▶ [Document excerpt]:
· · · · ·

Single by Swing Out Sister

from the album It's Better to Travel
- B-side: "Another Lost Weekend"
- Released: 6 April 1987 (UK) December 1987 (US)
- Recorded: 1986
- Genre: Sophisti-pop
- Label: Mercury Records
- Songwriters: Andy Connell Corinne Drewery Martin Jackson
- Producer: Paul Staveley O'Duffy

Swing Out Sister singles chronology
| "Surrender" (1987) | "Twilight World" (1987) | "Fooled by a Smile" (1987) |

= Twilight World =

"Twilight World" is a song by the British pop act Swing Out Sister. The song is included on their debut album, It's Better to Travel. It was written by the members of the group at that time, Andy Connell, Corinne Drewery and Martin Jackson.

The song was released as a single in the UK on 6 April 1987, and it peaked at #32 on the UK Singles Chart in May of that year. "Twilight World" was the second release from It's Better to Travel in the U.S., following "Breakout", and it first appeared on the Billboard Hot Dance Club Play chart in December 1987. It became the group's highest charting hit on that survey, reaching #9 in early 1988. The song also made the top 40 on the Billboard Hot 100 chart, peaking at #31 during February 1988.

This song was remixed a number of times, and the album version is in fact a remix entitled "Superb, Superb mix" (6:27). A bonus remix on the CD is also included (6:09).

==Remixes==

UK 1987 7" Vinyl 888 484-7
1. "Twilight World"
  - As featured on the Japanese CD Album "Another Non-Stop Sister".
2. "Another Lost Weekend"
  - An extended version was featured on the 12" Remix single.

US 12" Promo Single
1. "Twilight World" (Vocal Dub)
2. "Twilight World" (Classical Dub)
3. "Twilight World" (Instrumental Dub)
4. "Twilight World" (Beat Your Sister Dub)
  - As featured on the "Special Club Mixes"

· · · · ·

▶ [Dataset excerpts]:
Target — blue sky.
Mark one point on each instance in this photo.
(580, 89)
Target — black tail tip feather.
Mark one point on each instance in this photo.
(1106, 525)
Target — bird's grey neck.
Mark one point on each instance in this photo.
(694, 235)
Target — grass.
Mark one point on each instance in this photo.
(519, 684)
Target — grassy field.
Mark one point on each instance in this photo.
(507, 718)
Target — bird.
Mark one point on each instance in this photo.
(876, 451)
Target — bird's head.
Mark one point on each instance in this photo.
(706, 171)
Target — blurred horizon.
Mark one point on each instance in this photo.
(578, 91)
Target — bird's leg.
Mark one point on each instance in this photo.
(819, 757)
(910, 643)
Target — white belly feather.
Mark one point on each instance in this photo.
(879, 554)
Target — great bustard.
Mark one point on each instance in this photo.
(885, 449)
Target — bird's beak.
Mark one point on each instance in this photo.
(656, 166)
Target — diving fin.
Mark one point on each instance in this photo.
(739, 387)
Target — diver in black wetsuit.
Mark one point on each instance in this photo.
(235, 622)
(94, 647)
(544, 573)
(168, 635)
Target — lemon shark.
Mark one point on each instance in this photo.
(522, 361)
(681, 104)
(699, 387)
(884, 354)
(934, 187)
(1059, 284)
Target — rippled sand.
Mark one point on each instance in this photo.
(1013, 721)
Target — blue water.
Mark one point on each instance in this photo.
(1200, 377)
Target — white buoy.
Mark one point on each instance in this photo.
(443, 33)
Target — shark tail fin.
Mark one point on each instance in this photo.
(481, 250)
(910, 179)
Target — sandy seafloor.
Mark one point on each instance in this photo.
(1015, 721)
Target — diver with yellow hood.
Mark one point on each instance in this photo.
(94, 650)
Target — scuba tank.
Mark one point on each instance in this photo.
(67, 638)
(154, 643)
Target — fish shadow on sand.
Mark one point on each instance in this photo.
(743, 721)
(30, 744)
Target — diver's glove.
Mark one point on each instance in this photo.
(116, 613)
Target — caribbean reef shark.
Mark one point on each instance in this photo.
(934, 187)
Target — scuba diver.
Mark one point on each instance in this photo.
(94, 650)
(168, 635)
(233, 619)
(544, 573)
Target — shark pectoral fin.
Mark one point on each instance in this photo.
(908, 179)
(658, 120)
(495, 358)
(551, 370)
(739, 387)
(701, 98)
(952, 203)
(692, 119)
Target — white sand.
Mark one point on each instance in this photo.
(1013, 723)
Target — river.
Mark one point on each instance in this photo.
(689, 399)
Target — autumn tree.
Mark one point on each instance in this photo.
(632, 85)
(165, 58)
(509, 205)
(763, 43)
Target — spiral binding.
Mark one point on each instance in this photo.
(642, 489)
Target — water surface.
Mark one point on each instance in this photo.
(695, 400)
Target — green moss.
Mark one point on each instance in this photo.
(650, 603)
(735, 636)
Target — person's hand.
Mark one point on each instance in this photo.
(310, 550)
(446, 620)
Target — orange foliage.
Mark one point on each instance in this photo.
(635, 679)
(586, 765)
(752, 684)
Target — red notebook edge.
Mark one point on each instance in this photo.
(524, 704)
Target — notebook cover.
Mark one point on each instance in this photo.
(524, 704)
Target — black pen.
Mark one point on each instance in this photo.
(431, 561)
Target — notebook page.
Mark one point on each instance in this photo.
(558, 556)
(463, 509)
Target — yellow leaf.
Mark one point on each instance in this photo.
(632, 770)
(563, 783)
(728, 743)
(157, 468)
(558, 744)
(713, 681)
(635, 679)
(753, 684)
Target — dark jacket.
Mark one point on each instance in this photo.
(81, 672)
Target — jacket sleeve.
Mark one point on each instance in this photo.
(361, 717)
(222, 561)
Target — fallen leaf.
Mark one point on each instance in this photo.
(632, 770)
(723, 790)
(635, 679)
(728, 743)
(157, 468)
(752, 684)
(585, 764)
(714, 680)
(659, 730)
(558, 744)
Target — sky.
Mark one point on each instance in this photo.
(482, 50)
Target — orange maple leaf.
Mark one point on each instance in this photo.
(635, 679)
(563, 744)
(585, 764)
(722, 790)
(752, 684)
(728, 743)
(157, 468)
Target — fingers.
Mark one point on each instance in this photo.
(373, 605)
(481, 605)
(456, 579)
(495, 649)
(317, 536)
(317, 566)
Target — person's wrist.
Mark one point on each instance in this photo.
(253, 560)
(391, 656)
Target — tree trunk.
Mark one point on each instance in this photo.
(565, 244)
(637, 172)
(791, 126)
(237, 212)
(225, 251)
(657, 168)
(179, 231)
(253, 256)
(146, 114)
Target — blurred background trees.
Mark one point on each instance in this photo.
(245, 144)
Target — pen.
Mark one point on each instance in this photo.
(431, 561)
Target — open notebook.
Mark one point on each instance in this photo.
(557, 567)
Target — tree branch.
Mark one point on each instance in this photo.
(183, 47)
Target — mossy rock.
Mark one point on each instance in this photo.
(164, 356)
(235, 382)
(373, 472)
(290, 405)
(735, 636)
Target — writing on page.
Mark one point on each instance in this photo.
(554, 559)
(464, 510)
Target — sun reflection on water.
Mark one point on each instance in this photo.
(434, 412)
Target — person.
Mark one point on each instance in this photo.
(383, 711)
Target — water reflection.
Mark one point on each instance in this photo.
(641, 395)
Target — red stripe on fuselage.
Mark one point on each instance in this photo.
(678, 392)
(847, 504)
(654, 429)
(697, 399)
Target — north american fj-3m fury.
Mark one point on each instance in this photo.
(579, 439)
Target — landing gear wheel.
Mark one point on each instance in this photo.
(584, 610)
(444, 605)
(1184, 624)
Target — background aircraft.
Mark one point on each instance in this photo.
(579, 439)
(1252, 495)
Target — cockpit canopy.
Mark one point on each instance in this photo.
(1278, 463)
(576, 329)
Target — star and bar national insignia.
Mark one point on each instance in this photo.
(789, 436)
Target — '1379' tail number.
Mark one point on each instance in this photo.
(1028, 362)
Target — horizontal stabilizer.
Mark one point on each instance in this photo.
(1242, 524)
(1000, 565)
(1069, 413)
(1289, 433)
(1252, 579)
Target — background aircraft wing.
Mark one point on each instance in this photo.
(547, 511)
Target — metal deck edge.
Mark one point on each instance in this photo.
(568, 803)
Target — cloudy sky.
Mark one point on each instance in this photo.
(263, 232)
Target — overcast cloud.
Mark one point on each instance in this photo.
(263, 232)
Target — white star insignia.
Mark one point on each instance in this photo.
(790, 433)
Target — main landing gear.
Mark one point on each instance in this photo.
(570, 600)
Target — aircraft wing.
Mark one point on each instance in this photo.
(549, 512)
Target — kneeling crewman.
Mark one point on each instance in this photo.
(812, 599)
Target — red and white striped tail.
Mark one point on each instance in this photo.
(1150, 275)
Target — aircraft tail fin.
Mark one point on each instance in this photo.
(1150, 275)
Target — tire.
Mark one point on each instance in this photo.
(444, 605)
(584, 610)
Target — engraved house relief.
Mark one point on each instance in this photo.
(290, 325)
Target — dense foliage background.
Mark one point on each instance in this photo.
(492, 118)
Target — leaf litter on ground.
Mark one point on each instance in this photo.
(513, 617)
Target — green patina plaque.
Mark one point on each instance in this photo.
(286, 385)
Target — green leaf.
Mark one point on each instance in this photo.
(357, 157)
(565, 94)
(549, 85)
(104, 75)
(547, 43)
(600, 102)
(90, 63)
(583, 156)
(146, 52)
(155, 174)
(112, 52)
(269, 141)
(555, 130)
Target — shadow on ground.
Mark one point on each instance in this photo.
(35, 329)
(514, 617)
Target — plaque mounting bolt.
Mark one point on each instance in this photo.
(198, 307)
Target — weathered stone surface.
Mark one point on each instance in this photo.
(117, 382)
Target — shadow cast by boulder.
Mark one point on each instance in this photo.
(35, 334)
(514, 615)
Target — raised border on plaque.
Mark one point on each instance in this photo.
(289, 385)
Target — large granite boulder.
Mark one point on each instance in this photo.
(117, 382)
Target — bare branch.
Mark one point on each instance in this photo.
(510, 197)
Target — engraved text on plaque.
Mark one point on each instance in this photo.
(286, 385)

· · · · ·

▶ [Do this]: Continue the "Twilight World" single article from its last line.

▶ [The result]:
Other Versions
1. "Twilight World" (Edited Version)
  - As featured on the Japanese CD Album "Another Non-Stop Sister" & the 7" Single
2. "Twilight World" (Superb, Superb Mix)
  - Taken from the album "It's Better To Travel", featured on the Japanese CD Album "Swing 3" & the "UK 12" Single".
3. "Twilight World" (Outer Limits Mix) AKA (Remix) AKA (Gas Distress Mix)
  - Taken from the CD release of "It's Better To Travel", featured on the VERY 'Limited Edition' Japanese CD "Remixes and Others" from the "Splendid Collection" & the "UK 12" REMIX Single".
4. "Twilight World" (The World Travel Mix) AKA (12″ Remix)
  - Featured on the US 4-track Vinyl 12" Single and from the Japan 4-track Vinyl 12" Single.
5. "Twilight World" (Instrumental)
  - Taken from the US 4-track Vinyl 12" Single.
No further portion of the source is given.